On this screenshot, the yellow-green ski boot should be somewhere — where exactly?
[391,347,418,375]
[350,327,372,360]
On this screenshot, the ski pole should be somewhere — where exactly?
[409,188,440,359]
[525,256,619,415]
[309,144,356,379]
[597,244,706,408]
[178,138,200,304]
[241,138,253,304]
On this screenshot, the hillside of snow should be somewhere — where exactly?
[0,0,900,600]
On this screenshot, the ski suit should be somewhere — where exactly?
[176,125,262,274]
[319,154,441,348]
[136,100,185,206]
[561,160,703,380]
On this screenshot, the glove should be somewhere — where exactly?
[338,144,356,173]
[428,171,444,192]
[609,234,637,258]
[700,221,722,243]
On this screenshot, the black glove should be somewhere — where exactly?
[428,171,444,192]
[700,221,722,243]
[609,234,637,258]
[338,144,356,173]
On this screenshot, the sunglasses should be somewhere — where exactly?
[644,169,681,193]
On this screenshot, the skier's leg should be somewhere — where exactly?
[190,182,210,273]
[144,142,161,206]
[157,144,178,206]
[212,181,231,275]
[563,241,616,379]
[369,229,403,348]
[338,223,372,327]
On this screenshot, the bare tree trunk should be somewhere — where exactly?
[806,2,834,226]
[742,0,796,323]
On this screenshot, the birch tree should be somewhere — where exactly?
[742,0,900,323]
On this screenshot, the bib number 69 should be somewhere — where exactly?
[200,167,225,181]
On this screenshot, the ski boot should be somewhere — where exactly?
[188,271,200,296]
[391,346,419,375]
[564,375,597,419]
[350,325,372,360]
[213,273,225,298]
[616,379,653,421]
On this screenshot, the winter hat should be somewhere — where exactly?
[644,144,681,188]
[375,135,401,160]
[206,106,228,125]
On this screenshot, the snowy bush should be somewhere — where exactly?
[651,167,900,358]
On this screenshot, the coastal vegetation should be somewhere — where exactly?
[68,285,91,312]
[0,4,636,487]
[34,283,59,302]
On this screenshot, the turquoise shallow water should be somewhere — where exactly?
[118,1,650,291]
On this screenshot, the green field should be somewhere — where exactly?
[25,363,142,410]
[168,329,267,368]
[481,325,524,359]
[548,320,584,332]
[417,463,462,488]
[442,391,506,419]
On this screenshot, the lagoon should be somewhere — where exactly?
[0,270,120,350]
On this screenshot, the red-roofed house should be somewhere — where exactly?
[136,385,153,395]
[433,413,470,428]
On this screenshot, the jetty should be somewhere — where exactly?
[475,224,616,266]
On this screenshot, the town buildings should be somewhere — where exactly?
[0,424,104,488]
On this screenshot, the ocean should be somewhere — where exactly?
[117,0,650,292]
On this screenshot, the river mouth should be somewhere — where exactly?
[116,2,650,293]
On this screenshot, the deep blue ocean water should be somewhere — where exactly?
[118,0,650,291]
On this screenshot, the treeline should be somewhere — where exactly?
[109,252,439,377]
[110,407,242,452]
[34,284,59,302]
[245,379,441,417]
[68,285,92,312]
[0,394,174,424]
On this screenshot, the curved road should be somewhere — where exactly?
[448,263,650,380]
= = = = = = =
### AIM OF THE EXERCISE
Can you convert every line of the items above into a JSON list of strings, one string per line, with any blank lines left out?

### SOLUTION FOR THIS TASK
[
  "On this screenshot, the yellow-green ski boot should be somewhere — where exactly?",
  "[391,347,418,375]",
  "[350,327,372,360]",
  "On this screenshot, the ski pole should be somewhere — where exactly?",
  "[409,188,440,359]",
  "[525,256,619,415]",
  "[309,144,356,379]",
  "[597,244,706,408]",
  "[178,138,200,304]",
  "[241,138,253,304]",
  "On this screenshot, the hillside of snow should be somewhere — where exactly?",
  "[0,0,900,600]",
  "On this screenshot, the ski suit should be somewhere — where exactly?",
  "[176,125,262,274]",
  "[319,154,441,348]",
  "[136,100,185,206]",
  "[561,160,703,380]",
  "On this screenshot, the glove should be somewhere — where exactly?",
  "[338,144,356,173]",
  "[428,171,444,192]",
  "[609,234,637,258]",
  "[700,221,722,243]",
  "On this screenshot, the black glove should be somewhere — where exactly?",
  "[428,171,444,192]",
  "[700,221,722,243]",
  "[609,234,637,258]",
  "[338,144,356,173]",
  "On this screenshot, the sunglasses should be somewhere — where exactly?",
  "[644,169,681,193]",
  "On this screenshot, the skier's leg should be somewhere — where exactly?",
  "[190,182,210,273]",
  "[144,142,161,206]",
  "[157,144,178,206]",
  "[212,181,231,275]",
  "[563,241,616,379]",
  "[369,229,403,348]",
  "[338,223,372,327]",
  "On this screenshot, the bare tree trunk should be somewhere — where exactly?",
  "[806,2,834,226]",
  "[742,0,796,323]",
  "On this screenshot, the birch tree should be somewhere — where exactly?",
  "[742,0,900,323]",
  "On this screenshot, the bib number 69 should be somewhere — where exactly?",
  "[200,167,225,181]",
  "On this screenshot, the ski boot should be somewhere — where exactly?",
  "[188,271,200,296]",
  "[391,346,419,375]",
  "[564,375,597,419]",
  "[350,325,372,360]",
  "[213,273,225,298]",
  "[616,379,653,421]",
  "On this screenshot, the winter hat should be somewhere — where exactly?",
  "[644,144,681,188]",
  "[375,135,401,160]",
  "[206,106,228,125]",
  "On this screenshot, the snowy bush should be somewhere — where exactly?",
  "[651,167,900,358]",
  "On this screenshot, the coastal vegetation should be somewhere — where exactly?",
  "[68,285,91,312]",
  "[0,4,636,487]",
  "[34,283,59,302]",
  "On this screenshot, the turquoise shallow water should be somewhere — where exactly?",
  "[118,1,650,291]",
  "On this screenshot, the green field should be somewhere — where exactly?",
  "[25,363,142,410]",
  "[168,329,267,368]",
  "[481,325,524,359]",
  "[548,320,584,332]",
  "[417,463,462,488]",
  "[442,391,506,419]",
  "On this screenshot, the lagoon should be somewhere — where exactly?",
  "[0,270,120,350]",
  "On this screenshot, the red-roofed house should be somewhere — where exactly?",
  "[136,385,153,395]",
  "[433,413,470,428]",
  "On this screenshot, the jetty should be somewhere — where exactly?",
  "[475,224,616,266]",
  "On this screenshot, the town buildings should be somewhere — where exactly?",
  "[0,424,104,488]",
  "On this screenshot, the ocean should be somewhere — where exactly?",
  "[117,0,650,292]",
  "On this screenshot, the river mouth should be somewhere — where exactly?",
  "[116,2,650,293]",
  "On this screenshot, the deep blue ocean water should be somewhere — where exactly?",
  "[118,0,650,291]",
  "On this screenshot, the treeline should be somewhere — where exactly?",
  "[109,252,439,377]",
  "[110,407,242,452]",
  "[34,284,59,302]",
  "[245,379,441,417]",
  "[68,285,92,312]",
  "[0,394,174,424]",
  "On this screenshot, the curved road should be somewhere — where exactly?",
  "[448,263,650,380]"
]